# ページ本文:

%%

次に、処理をステップS9へ進めると、制御部105は、入力情報判定部103に対し、例えばメモリ部107に保存されているユーザごとのPINコードの数字の配列と、前記バーチャルタッチパネル40を介して認証対象者により入力された数字の配列が完全に一致しているか否か判定させる。
ここで、メモリ部107には、一例としてユーザ情報131とPINコード132が対応付けられたテーブル情報が登録されている。当該テーブル情報は、一例として図11に示すように、複数のユーザをそれぞれ表すユーザ情報U1,U2,U3,・・・と、各ユーザの登録PINコードとが対応付けられて登録されたものである。入力情報判定部103には、先のステップS1のユーザ確認の際に登録済みと判定されたユーザのPINコードがメモリ部107から渡されており、したがって、入力情報判定部103は、ステップS9において、そのPINコードと前記認証対象者が入力した数字との一致判定を行う。
そして、入力情報判定部103が前記認証対象者の入力数字とPINコードとが一致したと判定すると、制御部105は、ステップS10として、認証は確認(OK)されたとして認証OK処理を行う。制御部105は、ステップS9からステップS10へ進んだ場合、例えばそれ以前の処理で取得された座標の情報や配列PIN(n)に保管した数字の情報等を全てクリアした後、処理をステップS11へ進める。ステップS10からステップS11へ処理が進むと、制御部105の表示制御部121は、ディスプレイ11の画面上に認証OK等の表示を行う。なお、認証OKの通知は音声により行われてもよい。
一方、ステップS9において入力数字とPINコードが一致しないと判定された場合、制御部105は、ステップS12へ処理を進めて認証NG処理を行う。ステップS9からステップS12へ進んだ場合、制御部105は、それ以前の処理で取得した座標の情報や配列PIN(n)に保管した数字の情報等を全てクリアした後、ステップS11へ処理を進める。そして、ステップS12からこのステップS11へ処理が進むと、表示制御部121は、ディスプレイ11の画面上に認証NGの表示を行う。
なお、本実施形態の認証処理装置1が例えば入室時の認証を行うための装置であり、認証結果に応じて図示しない電気錠の開閉を制御する場合、解錠制御部104は、ステップS10において、入力情報判定部103における判定結果に基づいて電気錠の開閉を制御する。すなわち、認証対象者が正規のユーザである場合、解錠制御部104は、ステップS10において、電気錠を開制御して当該ユーザの入室を可能にする。
図1や図9、図10では、認証対象者から見てディスプレイ11の画面が例えば正対している例を挙げているが、例えば図12や図13に示すようにディスプレイ11の画面は、認証対象者側から直接見えないように配置されてもよい。

%%

# 一覧:
%%

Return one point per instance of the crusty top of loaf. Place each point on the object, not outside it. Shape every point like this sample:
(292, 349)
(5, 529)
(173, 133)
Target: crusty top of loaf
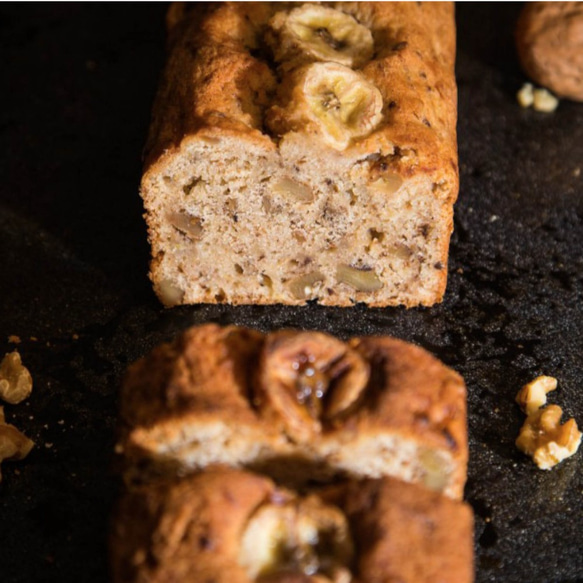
(210, 372)
(220, 80)
(191, 528)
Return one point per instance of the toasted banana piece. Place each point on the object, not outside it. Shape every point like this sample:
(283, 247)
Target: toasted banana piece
(299, 536)
(314, 32)
(343, 103)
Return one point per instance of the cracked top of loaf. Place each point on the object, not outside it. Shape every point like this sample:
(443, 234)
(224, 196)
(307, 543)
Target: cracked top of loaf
(230, 526)
(369, 406)
(222, 79)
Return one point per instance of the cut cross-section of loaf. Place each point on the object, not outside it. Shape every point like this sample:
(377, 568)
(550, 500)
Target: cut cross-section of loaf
(230, 526)
(304, 152)
(299, 406)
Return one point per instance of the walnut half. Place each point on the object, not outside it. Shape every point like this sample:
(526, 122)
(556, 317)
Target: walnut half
(307, 378)
(542, 436)
(14, 445)
(15, 380)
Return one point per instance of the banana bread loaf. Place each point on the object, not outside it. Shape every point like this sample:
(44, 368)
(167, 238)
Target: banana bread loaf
(298, 406)
(304, 152)
(229, 526)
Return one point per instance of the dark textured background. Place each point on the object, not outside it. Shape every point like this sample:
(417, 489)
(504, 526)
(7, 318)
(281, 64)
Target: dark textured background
(78, 81)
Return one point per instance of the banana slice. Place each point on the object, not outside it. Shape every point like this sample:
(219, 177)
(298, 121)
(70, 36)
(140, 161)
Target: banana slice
(321, 34)
(300, 537)
(342, 102)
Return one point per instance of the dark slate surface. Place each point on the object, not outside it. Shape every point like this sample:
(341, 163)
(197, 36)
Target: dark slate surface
(78, 81)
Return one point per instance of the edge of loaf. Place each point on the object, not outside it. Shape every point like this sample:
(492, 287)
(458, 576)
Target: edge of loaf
(276, 173)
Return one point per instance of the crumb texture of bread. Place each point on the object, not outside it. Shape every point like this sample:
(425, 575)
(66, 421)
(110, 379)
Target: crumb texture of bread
(298, 406)
(197, 528)
(282, 169)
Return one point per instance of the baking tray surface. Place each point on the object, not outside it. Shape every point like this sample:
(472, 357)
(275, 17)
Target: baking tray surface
(73, 287)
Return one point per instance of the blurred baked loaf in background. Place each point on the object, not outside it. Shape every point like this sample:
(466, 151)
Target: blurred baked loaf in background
(549, 37)
(302, 407)
(229, 526)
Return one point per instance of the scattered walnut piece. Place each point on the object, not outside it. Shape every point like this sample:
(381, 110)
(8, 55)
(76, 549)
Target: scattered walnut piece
(15, 380)
(542, 436)
(547, 441)
(525, 96)
(534, 394)
(540, 99)
(544, 100)
(14, 445)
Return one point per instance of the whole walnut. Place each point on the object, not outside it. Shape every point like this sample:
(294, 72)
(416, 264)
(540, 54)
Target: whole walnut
(549, 37)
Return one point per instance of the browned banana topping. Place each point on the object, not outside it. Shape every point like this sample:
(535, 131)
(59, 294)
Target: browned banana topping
(308, 378)
(300, 541)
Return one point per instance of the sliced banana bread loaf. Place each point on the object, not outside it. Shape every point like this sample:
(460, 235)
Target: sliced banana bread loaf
(299, 406)
(304, 152)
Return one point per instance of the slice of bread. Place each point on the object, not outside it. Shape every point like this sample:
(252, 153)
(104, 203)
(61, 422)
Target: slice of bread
(304, 152)
(229, 526)
(298, 406)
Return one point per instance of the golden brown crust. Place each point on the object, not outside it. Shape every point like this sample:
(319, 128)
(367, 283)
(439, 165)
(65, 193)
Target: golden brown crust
(221, 84)
(549, 37)
(407, 533)
(416, 394)
(212, 76)
(188, 392)
(190, 529)
(185, 530)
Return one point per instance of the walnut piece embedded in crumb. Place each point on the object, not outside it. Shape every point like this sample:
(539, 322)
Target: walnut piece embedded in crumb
(14, 445)
(542, 436)
(15, 380)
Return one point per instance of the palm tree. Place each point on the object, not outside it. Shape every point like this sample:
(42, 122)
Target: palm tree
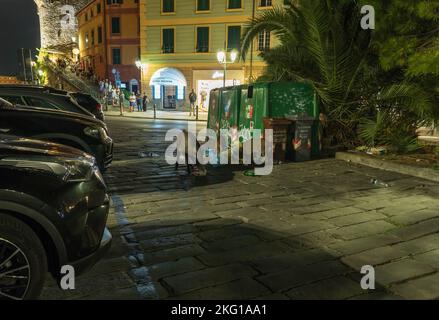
(322, 43)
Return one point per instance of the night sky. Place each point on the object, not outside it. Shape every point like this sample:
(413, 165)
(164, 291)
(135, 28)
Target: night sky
(19, 28)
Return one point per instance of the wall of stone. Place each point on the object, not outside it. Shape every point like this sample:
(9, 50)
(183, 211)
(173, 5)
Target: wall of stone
(58, 21)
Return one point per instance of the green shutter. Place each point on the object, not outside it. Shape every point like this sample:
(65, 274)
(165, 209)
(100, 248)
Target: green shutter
(168, 5)
(168, 40)
(203, 39)
(235, 4)
(116, 56)
(203, 5)
(234, 37)
(115, 25)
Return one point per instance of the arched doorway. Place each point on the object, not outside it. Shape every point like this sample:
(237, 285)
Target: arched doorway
(168, 86)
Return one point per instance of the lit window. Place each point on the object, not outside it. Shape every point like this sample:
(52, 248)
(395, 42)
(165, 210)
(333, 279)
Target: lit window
(168, 6)
(202, 39)
(234, 4)
(203, 5)
(264, 41)
(233, 38)
(168, 40)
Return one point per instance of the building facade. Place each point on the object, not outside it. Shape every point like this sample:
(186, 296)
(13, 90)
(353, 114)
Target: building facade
(109, 41)
(179, 42)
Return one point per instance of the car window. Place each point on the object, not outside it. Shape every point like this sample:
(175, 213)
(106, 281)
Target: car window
(40, 103)
(14, 99)
(75, 107)
(5, 103)
(84, 100)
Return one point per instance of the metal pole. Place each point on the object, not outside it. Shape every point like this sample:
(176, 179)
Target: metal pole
(24, 65)
(120, 105)
(251, 48)
(31, 67)
(225, 71)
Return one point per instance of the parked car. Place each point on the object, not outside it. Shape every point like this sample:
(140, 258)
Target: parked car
(88, 102)
(42, 97)
(82, 132)
(53, 212)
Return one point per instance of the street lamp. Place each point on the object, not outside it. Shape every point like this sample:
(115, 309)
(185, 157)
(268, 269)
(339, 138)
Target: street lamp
(222, 59)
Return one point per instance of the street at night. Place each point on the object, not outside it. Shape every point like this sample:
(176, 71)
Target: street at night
(200, 159)
(228, 236)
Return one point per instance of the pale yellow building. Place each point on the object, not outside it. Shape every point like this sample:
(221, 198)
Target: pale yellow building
(109, 40)
(179, 42)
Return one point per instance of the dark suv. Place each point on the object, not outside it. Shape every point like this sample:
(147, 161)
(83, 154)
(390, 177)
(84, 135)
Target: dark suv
(88, 102)
(81, 132)
(53, 212)
(41, 97)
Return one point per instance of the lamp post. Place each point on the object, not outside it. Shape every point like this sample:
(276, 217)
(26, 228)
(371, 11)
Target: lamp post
(222, 59)
(143, 67)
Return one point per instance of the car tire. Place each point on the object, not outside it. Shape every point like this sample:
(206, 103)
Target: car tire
(16, 236)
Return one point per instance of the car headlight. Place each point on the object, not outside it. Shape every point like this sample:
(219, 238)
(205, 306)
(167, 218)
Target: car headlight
(78, 171)
(94, 132)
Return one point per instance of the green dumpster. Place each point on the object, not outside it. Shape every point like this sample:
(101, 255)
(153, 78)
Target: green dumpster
(246, 106)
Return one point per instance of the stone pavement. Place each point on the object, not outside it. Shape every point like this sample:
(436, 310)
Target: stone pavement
(304, 232)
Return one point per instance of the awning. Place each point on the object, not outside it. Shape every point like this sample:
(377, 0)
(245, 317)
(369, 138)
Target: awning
(168, 77)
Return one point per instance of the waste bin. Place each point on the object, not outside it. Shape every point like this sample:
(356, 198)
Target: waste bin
(280, 136)
(300, 139)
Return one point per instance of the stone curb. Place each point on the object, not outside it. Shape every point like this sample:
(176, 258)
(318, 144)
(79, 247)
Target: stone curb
(423, 173)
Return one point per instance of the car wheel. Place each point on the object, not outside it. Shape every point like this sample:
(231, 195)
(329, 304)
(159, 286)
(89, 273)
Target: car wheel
(23, 262)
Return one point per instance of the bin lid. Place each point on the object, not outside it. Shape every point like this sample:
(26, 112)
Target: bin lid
(299, 118)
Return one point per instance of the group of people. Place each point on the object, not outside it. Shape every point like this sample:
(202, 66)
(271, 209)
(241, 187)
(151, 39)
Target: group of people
(140, 101)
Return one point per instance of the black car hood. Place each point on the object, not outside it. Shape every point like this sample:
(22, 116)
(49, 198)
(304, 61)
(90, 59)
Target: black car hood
(12, 145)
(61, 113)
(33, 156)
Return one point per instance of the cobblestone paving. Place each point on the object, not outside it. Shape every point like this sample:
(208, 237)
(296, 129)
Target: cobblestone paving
(303, 232)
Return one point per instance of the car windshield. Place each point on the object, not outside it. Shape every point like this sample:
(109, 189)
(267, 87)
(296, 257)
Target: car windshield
(5, 104)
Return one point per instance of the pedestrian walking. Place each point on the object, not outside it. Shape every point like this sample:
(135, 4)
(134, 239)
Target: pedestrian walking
(192, 100)
(114, 97)
(139, 102)
(121, 101)
(145, 102)
(132, 101)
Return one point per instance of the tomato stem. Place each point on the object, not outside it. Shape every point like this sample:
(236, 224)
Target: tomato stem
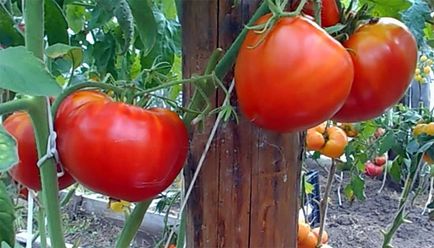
(38, 111)
(400, 214)
(13, 106)
(132, 224)
(317, 7)
(68, 91)
(324, 201)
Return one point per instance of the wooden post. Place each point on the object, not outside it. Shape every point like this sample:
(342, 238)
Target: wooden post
(247, 191)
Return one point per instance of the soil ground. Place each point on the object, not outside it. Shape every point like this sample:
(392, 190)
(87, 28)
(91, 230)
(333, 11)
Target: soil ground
(355, 225)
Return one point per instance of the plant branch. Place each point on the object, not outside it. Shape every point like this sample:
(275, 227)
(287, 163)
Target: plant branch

%%

# 演習課題 1:
ページ本文の「一方、ステップS9において」で始まる段落を、主な事実を残したまま箇条書きで短くまとめよ。
# 演習課題 2:
一覧のうち「golden」という語を含む行を、すべてそのまま返してください。大文字と小文字は区別する。

# 正解 1:
- ステップS9で入力数字とPINコードが一致しないと判定されると、制御部105はステップS12で認証NG処理を行う。
- 制御部105は、それ以前に取得した座標の情報や配列PIN(n)に保管した数字の情報等をすべてクリアしてから、ステップS11へ進む。
- ステップS11では、表示制御部121がディスプレイ11の画面上に認証NGを表示する。

# 正解 2:
Return one point per instance of the golden brown crust. Place each point on the object, not outside it. Shape every point like this sample:
Target: golden brown crust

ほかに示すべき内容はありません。